- _Data supplied_
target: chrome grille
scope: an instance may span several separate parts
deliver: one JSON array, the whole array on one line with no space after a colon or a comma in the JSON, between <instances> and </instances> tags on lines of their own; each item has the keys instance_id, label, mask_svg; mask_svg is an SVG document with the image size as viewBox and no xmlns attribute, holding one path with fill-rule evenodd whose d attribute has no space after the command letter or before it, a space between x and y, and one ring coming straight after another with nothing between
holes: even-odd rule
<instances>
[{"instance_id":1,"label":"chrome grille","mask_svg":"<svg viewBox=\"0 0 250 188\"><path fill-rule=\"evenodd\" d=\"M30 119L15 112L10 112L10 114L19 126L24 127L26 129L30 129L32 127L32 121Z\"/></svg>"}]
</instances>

- _What is required_
Write the data above as a JSON list of strings, with one string for each line and no blank lines.

- _Worked solution_
[
  "target: chrome grille",
  "scope: an instance may span several separate parts",
  "deliver: one JSON array, the whole array on one line with no space after a colon or a comma in the JSON, between <instances> and </instances> tags on lines of their own; each item has the keys instance_id, label, mask_svg; mask_svg is an SVG document with the image size as viewBox and no xmlns attribute, holding one path with fill-rule evenodd whose d attribute has no space after the command letter or before it, a space between x and y, and one ring coming straight after another with nothing between",
  "holes: even-odd rule",
  "<instances>",
  "[{\"instance_id\":1,\"label\":\"chrome grille\",\"mask_svg\":\"<svg viewBox=\\\"0 0 250 188\\\"><path fill-rule=\\\"evenodd\\\" d=\\\"M30 119L15 112L10 112L10 114L19 126L24 127L26 129L30 129L32 127L32 121Z\\\"/></svg>\"}]",
  "</instances>"
]